_Task brief_:
Print all the data below exactly, without images.

[Region pointing data]

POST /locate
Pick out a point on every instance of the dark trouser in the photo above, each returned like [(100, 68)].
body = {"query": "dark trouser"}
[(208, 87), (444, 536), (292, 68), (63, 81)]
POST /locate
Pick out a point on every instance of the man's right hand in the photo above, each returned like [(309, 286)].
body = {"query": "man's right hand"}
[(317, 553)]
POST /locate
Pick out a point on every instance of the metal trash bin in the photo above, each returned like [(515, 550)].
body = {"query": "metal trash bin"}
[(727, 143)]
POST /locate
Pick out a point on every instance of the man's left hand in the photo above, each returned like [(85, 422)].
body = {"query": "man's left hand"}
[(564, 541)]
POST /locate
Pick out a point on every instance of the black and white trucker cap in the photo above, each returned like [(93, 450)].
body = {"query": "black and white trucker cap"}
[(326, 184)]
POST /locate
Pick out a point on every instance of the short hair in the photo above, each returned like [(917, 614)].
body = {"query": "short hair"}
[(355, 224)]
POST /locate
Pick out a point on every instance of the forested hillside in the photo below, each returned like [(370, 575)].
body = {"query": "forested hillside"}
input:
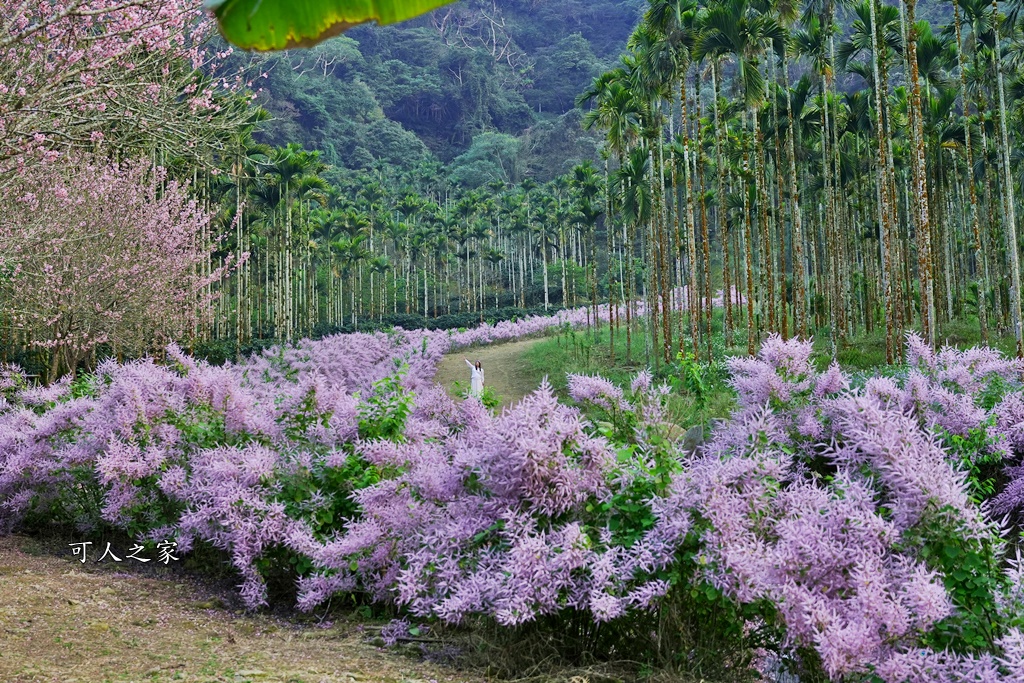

_Solution below_:
POST /locate
Pick out a point on every instance of the dark trouser in the photo above, each returned like [(100, 68)].
body = {"query": "dark trouser"}
[(208, 87), (444, 536), (292, 68), (63, 81)]
POST /locate
Pick out a point on every instance of the man's right hand in the photo above, each returned like [(309, 286)].
body = {"query": "man's right hand"}
[(317, 553)]
POST /locate
Pick out a point on every instance of the metal trash bin in the photo above, each returned like [(515, 550)].
body = {"query": "metal trash bin"}
[(727, 143)]
POST /locate
Pick out a point on every instance of the man's left hand in the photo above, each returned like [(85, 422)].
body = {"query": "man's left hand"}
[(564, 541)]
POST /locate
Pick out a point on every instance of the black and white trucker cap in the photo above, each returned like [(93, 450)].
body = {"query": "black and white trucker cap"}
[(326, 184)]
POST /locate
Pick out a point on every instance of the short hair in the photo above, each returned like [(917, 614)].
body = {"query": "short hair"}
[(355, 224)]
POST /locate
Pick out a point on every instance of the forested hillside in the photo below, each returned like [(370, 575)].
body = {"query": "forested hillside"}
input:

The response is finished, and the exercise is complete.